The exercise: Arrange every line of the material below as a numbered list, skipping blank lines and leaving out the pictures.

Data listing:
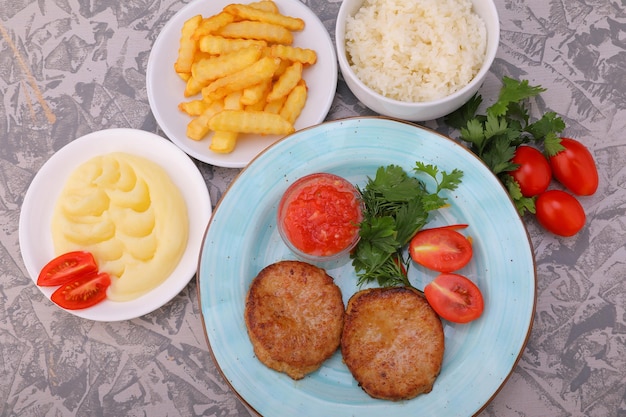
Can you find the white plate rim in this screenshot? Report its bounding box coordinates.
[146,0,338,168]
[196,116,537,417]
[19,128,212,322]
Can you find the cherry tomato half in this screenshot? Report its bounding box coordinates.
[550,138,598,195]
[535,190,586,236]
[50,272,111,310]
[511,146,552,197]
[37,251,98,287]
[409,227,473,272]
[424,274,485,323]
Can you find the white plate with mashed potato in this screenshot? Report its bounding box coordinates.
[146,0,337,168]
[19,129,212,321]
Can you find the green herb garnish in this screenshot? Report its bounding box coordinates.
[351,162,463,287]
[444,77,565,215]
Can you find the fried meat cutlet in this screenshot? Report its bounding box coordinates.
[244,261,345,380]
[341,287,444,401]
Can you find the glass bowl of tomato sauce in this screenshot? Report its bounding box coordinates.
[277,172,363,267]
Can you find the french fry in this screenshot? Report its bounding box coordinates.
[209,91,242,153]
[224,4,304,31]
[178,100,209,117]
[183,75,206,97]
[241,79,272,105]
[215,20,293,45]
[209,110,295,135]
[191,46,262,85]
[267,61,302,102]
[174,0,317,153]
[187,101,224,140]
[270,44,317,65]
[248,0,278,13]
[192,12,235,40]
[279,80,307,124]
[263,96,287,114]
[266,57,293,80]
[202,57,280,100]
[174,15,202,74]
[198,35,267,55]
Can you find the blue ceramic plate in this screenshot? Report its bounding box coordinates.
[198,118,536,417]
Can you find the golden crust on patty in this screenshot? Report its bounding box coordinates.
[245,261,345,379]
[341,287,444,401]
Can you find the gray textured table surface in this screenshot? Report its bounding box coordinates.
[0,0,626,417]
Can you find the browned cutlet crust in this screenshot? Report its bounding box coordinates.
[341,287,444,401]
[245,261,345,380]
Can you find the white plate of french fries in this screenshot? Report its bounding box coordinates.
[146,0,337,168]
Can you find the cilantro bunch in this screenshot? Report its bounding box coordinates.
[351,162,463,286]
[444,77,565,215]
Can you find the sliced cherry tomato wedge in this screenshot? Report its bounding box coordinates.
[37,251,98,287]
[50,272,111,310]
[409,227,473,272]
[424,274,485,323]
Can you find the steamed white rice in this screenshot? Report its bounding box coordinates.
[346,0,487,102]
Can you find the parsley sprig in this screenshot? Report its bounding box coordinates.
[351,162,463,286]
[444,77,565,215]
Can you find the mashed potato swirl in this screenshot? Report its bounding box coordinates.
[51,152,189,301]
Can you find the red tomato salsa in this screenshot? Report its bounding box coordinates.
[278,173,363,257]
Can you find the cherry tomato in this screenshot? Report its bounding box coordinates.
[409,227,473,272]
[535,190,586,236]
[37,251,98,287]
[50,272,111,310]
[550,138,598,195]
[424,274,485,323]
[511,146,552,197]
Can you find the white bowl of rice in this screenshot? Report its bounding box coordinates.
[335,0,500,121]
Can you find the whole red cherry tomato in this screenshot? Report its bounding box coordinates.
[550,138,598,195]
[511,146,552,197]
[535,190,586,236]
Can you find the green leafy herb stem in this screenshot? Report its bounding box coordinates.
[351,162,463,286]
[444,77,565,215]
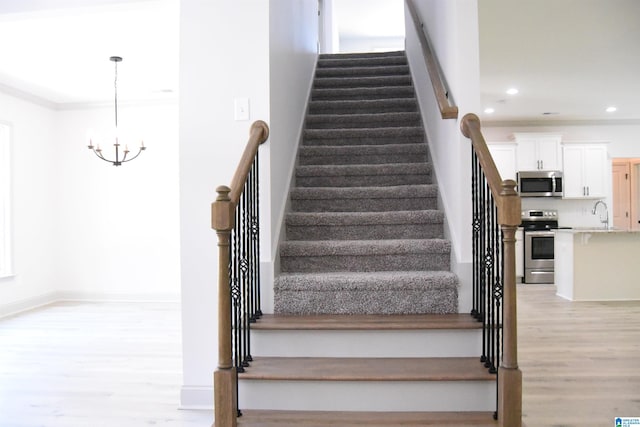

Correct response:
1. Can you find the white plate rim in this screenshot? Report its bounding box coordinates.
2. [146,0,338,168]
3. [196,116,537,417]
4. [19,128,212,322]
5. Can you find the cherry tomato half in this screenshot? Report its bounding box coordinates.
6. [550,138,598,195]
7. [535,190,586,236]
8. [50,272,111,310]
9. [511,146,552,197]
10. [37,251,98,287]
11. [409,227,473,272]
12. [424,274,485,323]
13. Can you find the white plate with mashed potato in this screenshot? Report its bounding box coordinates.
14. [146,0,337,168]
15. [19,129,212,321]
16. Can you find the green herb garnish in this screenshot? Report its bounding box coordinates.
17. [351,162,463,287]
18. [444,77,565,215]
19. Can you find the fried meat cutlet in this screenshot? Report its bounding box coordinates.
20. [244,261,345,380]
21. [341,287,444,401]
22. Can you find the glass bowl of tomato sauce in this screenshot? Report its bounding box coordinates.
23. [277,172,363,267]
24. Can you find the french fry in this screenshot? Report its bounding box coordinates.
25. [209,91,242,153]
26. [224,4,304,31]
27. [178,100,209,117]
28. [183,75,206,97]
29. [241,79,272,105]
30. [215,20,293,45]
31. [209,110,295,135]
32. [191,46,262,85]
33. [267,61,302,102]
34. [174,0,317,153]
35. [187,101,224,140]
36. [270,44,317,65]
37. [248,0,278,13]
38. [192,12,235,40]
39. [279,80,307,124]
40. [263,96,287,114]
41. [266,57,293,80]
42. [202,57,280,100]
43. [174,15,202,74]
44. [198,35,267,55]
45. Can you find the blue ceramic plate in this screenshot? Report its bounding box coordinates.
46. [198,118,536,417]
47. Can you find the golden crust on patty in this screenshot? Report its bounding box coordinates.
48. [245,261,345,379]
49. [341,287,444,401]
50. Can you find the gray textured table surface in this screenshot? Report its bounding box coordinates.
51. [0,0,626,417]
52. Can you find the browned cutlet crust in this screenshot? Report its bounding box coordinates.
53. [341,287,444,401]
54. [245,261,345,380]
55. Can you find the white plate of french fries in this screenshot? Report its bounding box coordinates.
56. [146,0,337,168]
57. Can you find the cilantro bunch in this screenshot? Report its bounding box coordinates.
58. [351,162,463,286]
59. [444,77,565,215]
60. Can you find the sliced cherry tomato wedge in this screenshot? Report its bounding box coordinates.
61. [37,251,98,287]
62. [50,272,111,310]
63. [409,227,473,272]
64. [424,274,485,323]
65. Can you find the steamed white rice in this screenshot? Report its bounding box coordinates.
66. [346,0,487,102]
67. Can you find the parsley sprig in this screenshot? Report its bounding box coordinates.
68. [351,162,463,286]
69. [444,77,565,215]
70. Can you find the mashed potato swirl in this screenshot? Report its bounding box coordinates.
71. [51,152,189,301]
72. Can you find the red tomato salsa in this screenshot? Report its bounding box coordinates.
73. [278,173,363,257]
74. Can you find the cherry tomato in this screenshot? Report its bounding box coordinates.
75. [409,227,473,272]
76. [535,190,586,236]
77. [37,251,98,287]
78. [50,272,111,310]
79. [550,138,598,195]
80. [424,274,485,323]
81. [511,146,552,197]
82. Can you find the white bowl of rice in this screenshot? Report its bounding box coordinates.
83. [335,0,500,121]
84. Can you find the whole red cherry tomato in this screenshot? Report its bounding box coordinates.
85. [550,138,598,195]
86. [511,146,552,197]
87. [535,190,586,236]
88. Can you find the green leafy herb stem in this screenshot? Report its bounding box coordinates.
89. [351,162,463,286]
90. [444,77,565,215]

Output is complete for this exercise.